Exercise 1.
List every command typed after a shell prompt in the shared-library text, in the order they appear.

But we can of course use the LD_LIBRARY_PATH environment variable to add ./libtotem as a search directory for shared objects…

dacav@lolcalhost:libtutorial$ LD_LIBRARY_PATH=./libtotem ./main
totem 1024

Back to the symlinks. The libtotem.so → libtotem.so.1 link is mentioned in the TLDP document as linker name. The linker name is needed only when compiling, as it will match the argument of the -l option (-ltotemlibtotem.so). But once the binary is compiled, the link is no longer useful.

The executable will indeed specify a dependency to the soname, and not the linker name. This can be easily seen by running ldd on the binary:

dacav@lolcalhost:libtutorial$ ldd ./main
linux-vdso.so.1 (0x00007ffcc5daa000)
libtotem.so.1 => not found
libc.so.6 => /lib64/libc.so.6 (0x00007f383434d000)
/lib64/ld-linux-x86-64.so.2 (0x00007f3834730000)

And it is interesting that ldd does not find the shared object. Of course LD_LIBRARY_PATH can help!

dacav@lolcalhost:libtutorial$ LD_LIBRARY_PATH=./libtotem ldd ./main
linux-vdso.so.1 (0x00007fff52d53000)
libtotem.so.1 => ./libtotem/libtotem.so.1 (0x00007fbda2aba000)
libc.so.6 => /lib64/libc.so.6 (0x00007fbda26d7000)
/lib64/ld-linux-x86-64.so.2 (0x00007fbda2cbc000)

Distribution in packaging

And now something about packaging, to get the standpoint of the library distribution. I'm not packaging as RPM this thing, but we can see it some action with a real library. Let's consider libcurl and libcurl-devel under a CentOS 7 environment.

Let's start with libcurl, which will provide only the dynamic library used at runtime:

[vmuser@localhost ~]$ rpm -qlv libcurl
lrwxrwxrwx    1 root    root                       16 Nov 27 16:43 /usr/lib64/libcurl.so.4 -> libcurl.so.4.3.0
-rwxr-xr-x    1 root    root                   435128 Nov 27 16:43 /usr/lib64/libcurl.so.4.3.0

The RPM will install both the file and the link. This is curious because the link would be generated by ldconfig. But I can guess the reason for explicitly providing the link: Ownership. If the SONAME link was generated by ldconfig the RPM database would not mark it as owned by the libcurl package (disclaimer: this is just a wild guess, but it sounds like a good reason!).

Then we have the scriptlets: the RPM will run ldconfig after installation and after removal.

[vmuser@localhost ~]$ rpm -q --scripts libcurl
postinstall program: /sbin/ldconfig
postuninstall program: /sbin/ldconfig

This is because, besides the symlinks, ldconfig also maintains the /etc/ld.so.cache file, which is meant to speed-up the dynamic loading operation when the program is started.

Next we can look at libcurl-devel, which contains development files for creating applications based on libcurl: headers, manpages, documentation… quite a few files

[vmuser@localhost ~]$ rpm -qlv libcurl-devel | wc -l
135

Among these, the linker name, which is indeed useful only for the compilation phase.

[vmuser@localhost ~]$ rpm -qlv libcurl-devel | grep /usr/lib64/libcurl
lrwxrwxrwx    1 root    root                       16 Nov 27 16:43 /usr/lib64/libcurl.so -> libcurl.so.4.3.0

And finally let's see how /usr/bin/curl does the linking:

[vmuser@localhost ~]$ ldd /usr/bin/curl | grep libcurl
    libcurl.so.4 => /lib64/libcurl.so.4 (0x00007f5ff0f57000)

It's worth noting that In CentOS 7 we can currently find libcurl-7.29.0-42.el7_4.1.x86_64. The library version is not the same as the SONAME. The SONAME is a matter of API compatibility.

Records from a dataset.
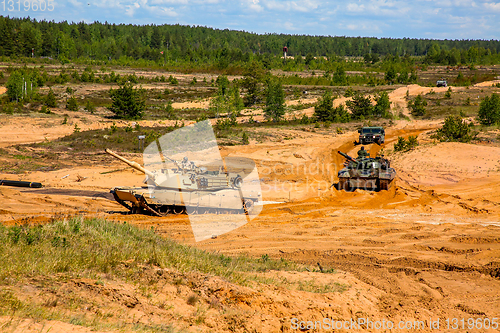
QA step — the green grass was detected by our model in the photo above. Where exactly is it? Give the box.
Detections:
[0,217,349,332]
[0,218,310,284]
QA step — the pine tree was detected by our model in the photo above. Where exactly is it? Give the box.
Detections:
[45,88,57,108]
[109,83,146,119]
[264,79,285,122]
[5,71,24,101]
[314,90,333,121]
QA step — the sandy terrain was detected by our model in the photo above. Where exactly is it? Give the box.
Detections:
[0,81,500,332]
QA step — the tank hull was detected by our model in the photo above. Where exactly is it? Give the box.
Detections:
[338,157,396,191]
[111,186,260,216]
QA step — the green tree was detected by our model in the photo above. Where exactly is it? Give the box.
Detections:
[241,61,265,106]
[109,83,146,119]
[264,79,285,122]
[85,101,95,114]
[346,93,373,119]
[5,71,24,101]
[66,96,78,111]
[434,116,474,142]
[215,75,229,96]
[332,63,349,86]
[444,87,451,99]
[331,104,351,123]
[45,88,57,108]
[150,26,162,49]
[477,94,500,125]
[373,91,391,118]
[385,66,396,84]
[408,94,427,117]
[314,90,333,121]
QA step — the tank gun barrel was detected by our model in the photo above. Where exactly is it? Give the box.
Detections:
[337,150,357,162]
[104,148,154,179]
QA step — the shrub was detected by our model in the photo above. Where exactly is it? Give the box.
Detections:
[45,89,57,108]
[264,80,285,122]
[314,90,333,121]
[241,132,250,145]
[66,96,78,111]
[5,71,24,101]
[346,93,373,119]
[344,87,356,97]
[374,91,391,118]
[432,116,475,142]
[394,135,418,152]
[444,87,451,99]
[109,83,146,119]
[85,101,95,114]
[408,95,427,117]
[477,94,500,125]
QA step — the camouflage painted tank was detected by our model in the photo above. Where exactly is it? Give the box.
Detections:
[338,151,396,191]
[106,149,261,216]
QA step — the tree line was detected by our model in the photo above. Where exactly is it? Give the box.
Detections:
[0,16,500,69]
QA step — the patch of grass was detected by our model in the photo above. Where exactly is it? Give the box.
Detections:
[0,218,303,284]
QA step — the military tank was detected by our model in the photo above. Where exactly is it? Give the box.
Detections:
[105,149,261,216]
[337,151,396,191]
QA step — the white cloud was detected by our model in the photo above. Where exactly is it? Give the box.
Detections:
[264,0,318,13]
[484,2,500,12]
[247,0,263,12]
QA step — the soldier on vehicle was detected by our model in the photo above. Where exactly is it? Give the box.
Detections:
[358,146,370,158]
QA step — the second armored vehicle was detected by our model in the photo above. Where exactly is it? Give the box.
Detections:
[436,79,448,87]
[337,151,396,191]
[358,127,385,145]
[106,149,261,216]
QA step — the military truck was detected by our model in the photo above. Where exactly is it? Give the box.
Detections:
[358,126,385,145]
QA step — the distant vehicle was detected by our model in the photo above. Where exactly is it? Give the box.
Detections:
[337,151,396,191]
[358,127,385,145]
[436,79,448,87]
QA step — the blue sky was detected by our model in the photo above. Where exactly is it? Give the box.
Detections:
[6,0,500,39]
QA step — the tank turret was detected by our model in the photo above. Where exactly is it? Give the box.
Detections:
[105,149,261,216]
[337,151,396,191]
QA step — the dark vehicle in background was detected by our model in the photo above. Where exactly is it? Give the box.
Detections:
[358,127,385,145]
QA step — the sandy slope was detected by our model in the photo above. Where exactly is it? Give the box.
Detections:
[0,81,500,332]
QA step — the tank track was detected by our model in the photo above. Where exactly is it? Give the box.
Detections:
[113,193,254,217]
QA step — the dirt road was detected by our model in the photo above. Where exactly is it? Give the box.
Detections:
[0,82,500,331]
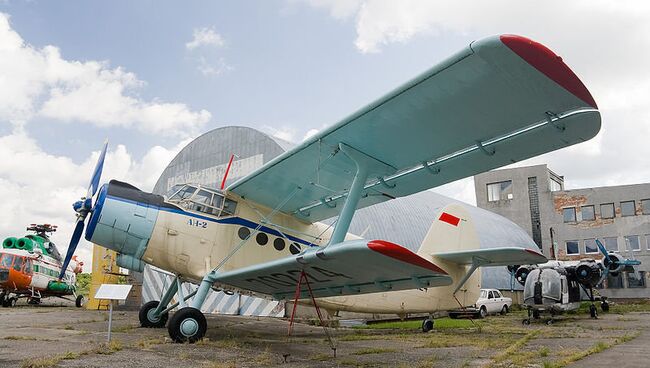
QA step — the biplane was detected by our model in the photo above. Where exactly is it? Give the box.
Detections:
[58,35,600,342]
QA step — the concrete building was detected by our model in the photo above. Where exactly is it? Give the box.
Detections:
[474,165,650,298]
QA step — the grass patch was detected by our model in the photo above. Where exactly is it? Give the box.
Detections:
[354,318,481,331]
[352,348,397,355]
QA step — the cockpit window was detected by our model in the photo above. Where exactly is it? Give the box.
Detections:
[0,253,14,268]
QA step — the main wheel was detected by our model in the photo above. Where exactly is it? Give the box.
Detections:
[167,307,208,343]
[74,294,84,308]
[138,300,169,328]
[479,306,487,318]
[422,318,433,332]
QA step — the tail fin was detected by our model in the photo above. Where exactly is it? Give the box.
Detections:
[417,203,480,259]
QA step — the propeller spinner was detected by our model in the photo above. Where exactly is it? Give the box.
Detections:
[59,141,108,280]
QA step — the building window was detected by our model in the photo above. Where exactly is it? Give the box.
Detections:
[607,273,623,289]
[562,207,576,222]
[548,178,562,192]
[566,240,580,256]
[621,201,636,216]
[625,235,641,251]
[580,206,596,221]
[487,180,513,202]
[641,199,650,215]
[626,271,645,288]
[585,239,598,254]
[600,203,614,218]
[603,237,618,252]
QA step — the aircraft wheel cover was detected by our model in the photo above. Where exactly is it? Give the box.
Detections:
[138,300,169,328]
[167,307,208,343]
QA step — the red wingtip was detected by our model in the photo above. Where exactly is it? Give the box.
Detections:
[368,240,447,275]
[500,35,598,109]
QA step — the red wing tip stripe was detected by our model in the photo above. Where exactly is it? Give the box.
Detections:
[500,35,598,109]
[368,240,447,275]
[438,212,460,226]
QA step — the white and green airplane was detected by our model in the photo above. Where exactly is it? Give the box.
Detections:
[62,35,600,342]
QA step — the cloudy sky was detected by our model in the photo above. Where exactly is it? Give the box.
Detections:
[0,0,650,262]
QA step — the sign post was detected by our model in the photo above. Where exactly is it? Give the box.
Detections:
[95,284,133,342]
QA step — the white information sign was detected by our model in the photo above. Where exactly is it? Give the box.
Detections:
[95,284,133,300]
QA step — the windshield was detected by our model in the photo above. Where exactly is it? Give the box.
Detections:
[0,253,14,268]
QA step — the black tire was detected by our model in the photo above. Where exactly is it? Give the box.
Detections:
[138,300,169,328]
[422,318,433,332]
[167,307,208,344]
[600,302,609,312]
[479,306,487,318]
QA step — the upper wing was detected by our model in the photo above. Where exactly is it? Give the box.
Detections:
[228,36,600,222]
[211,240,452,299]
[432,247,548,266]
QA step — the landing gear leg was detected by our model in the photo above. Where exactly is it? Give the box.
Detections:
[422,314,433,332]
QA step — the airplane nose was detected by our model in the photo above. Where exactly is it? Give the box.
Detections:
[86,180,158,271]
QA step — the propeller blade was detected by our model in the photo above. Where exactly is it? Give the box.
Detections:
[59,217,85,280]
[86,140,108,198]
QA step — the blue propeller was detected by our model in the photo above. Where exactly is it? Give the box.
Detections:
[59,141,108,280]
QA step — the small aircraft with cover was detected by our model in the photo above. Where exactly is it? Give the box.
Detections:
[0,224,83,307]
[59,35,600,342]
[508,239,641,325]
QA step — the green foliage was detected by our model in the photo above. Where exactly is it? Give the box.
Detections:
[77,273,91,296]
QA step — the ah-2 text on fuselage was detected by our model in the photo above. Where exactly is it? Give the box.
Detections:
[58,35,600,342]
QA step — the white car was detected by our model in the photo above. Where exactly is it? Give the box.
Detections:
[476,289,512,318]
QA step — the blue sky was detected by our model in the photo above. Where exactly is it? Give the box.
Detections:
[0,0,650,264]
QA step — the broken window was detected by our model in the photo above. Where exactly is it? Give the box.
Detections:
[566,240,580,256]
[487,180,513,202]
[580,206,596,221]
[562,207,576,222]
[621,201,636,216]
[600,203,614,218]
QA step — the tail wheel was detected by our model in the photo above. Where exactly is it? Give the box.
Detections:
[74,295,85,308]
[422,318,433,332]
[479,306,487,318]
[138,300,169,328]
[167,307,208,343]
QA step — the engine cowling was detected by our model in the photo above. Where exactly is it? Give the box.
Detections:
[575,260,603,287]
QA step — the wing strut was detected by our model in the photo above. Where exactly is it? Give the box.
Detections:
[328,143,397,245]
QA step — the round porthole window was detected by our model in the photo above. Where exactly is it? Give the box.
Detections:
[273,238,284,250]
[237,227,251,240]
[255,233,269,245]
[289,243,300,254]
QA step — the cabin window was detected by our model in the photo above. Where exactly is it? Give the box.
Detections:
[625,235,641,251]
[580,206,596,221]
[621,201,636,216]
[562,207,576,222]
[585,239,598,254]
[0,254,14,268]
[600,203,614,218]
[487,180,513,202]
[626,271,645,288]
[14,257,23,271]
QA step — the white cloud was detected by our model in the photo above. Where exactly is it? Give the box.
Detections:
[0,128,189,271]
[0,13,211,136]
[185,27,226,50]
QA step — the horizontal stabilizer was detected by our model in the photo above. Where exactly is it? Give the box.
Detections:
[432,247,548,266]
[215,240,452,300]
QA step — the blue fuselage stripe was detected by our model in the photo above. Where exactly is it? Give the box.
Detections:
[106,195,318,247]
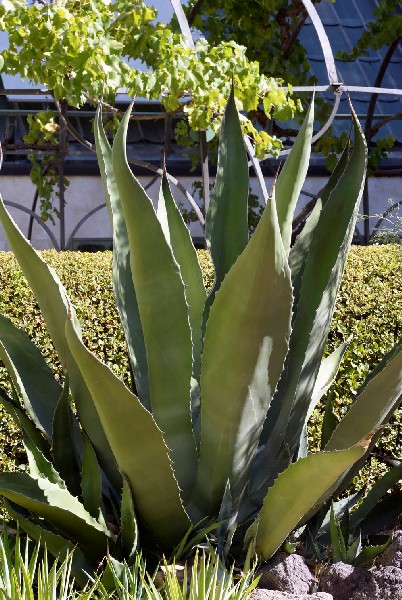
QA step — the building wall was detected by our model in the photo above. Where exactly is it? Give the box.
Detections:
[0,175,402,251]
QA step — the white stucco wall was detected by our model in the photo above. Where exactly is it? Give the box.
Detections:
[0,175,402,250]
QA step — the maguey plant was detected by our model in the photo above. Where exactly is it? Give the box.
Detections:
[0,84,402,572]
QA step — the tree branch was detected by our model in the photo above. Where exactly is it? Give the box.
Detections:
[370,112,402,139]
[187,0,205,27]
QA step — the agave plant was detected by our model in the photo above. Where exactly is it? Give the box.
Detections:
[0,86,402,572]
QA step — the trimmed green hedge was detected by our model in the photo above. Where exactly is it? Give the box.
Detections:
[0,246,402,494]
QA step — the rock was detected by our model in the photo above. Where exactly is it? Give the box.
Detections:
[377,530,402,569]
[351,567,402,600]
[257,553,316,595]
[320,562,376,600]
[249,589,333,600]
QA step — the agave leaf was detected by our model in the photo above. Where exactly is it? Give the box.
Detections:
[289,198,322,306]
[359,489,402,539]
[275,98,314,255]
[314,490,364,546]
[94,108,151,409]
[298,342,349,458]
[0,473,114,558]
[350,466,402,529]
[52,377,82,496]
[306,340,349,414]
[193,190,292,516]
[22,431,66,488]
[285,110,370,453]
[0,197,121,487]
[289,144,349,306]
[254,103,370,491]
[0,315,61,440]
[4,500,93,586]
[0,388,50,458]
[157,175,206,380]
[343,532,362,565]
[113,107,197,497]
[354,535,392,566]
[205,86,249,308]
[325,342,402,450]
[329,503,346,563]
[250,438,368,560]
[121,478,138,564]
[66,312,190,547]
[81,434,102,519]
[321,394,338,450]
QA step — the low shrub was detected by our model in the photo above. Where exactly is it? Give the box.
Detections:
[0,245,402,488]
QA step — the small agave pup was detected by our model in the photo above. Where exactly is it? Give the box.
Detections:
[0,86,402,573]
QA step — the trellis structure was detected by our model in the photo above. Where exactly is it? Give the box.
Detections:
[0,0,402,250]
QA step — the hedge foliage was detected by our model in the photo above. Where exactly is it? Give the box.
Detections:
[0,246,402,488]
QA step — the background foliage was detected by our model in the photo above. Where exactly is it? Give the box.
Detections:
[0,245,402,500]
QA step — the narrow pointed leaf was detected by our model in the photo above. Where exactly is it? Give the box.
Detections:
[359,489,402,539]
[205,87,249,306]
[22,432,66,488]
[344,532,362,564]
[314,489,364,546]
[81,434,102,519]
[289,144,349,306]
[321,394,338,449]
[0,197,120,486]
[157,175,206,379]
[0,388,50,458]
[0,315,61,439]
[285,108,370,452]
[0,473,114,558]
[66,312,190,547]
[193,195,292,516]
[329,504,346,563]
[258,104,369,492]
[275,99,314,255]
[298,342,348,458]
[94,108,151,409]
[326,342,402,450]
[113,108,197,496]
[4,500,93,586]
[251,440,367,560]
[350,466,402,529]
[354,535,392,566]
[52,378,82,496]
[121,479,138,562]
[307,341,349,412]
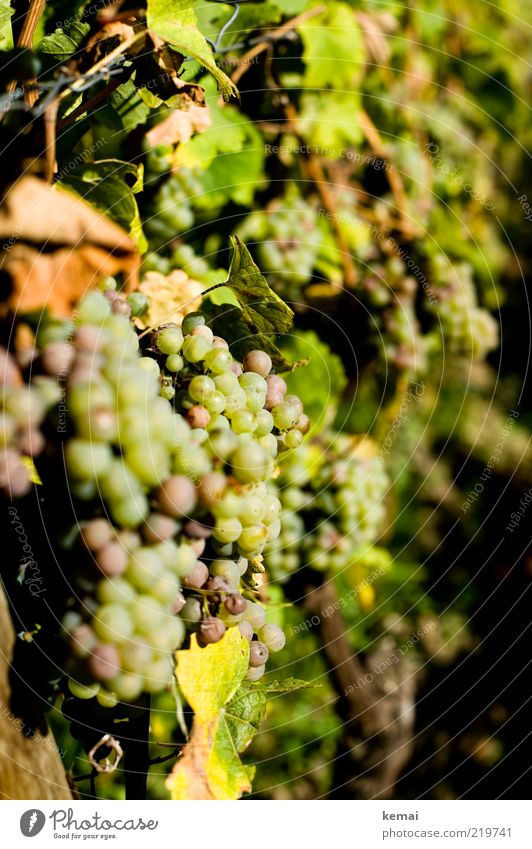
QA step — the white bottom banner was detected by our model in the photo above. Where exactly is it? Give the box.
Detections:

Exercise 2.
Copy the entries without changes, from their start through the line containing "[111,186,260,216]", with both ends included. Leave the pictures out.

Complete output 1.
1. LD_LIBRARY_PATH=./libtotem ./main
2. ldd ./main
3. LD_LIBRARY_PATH=./libtotem ldd ./main
4. rpm -qlv libcurl
5. rpm -q --scripts libcurl
6. rpm -qlv libcurl-devel | wc -l
7. rpm -qlv libcurl-devel | grep /usr/lib64/libcurl
8. ldd /usr/bin/curl | grep libcurl

Complete output 2.
QA step — the green grass was detected by our model in the photo above. Where exactly is it? Give the box.
Detections:
[0,217,349,332]
[0,218,310,284]
QA step — the pine tree was detected by our model in the photo above. Where exactly is it? Give the box.
Detections:
[45,88,57,108]
[109,83,146,119]
[264,79,285,122]
[5,71,24,101]
[314,90,333,121]
QA step — the sandy terrain was detected by our model in the photo above. Where exactly is it? Give the box.
Detections:
[0,81,500,332]
QA step — the tank hull was detected by our model in the photo above. Where exactly is it? Give the box.
Detections:
[338,157,396,191]
[111,186,260,216]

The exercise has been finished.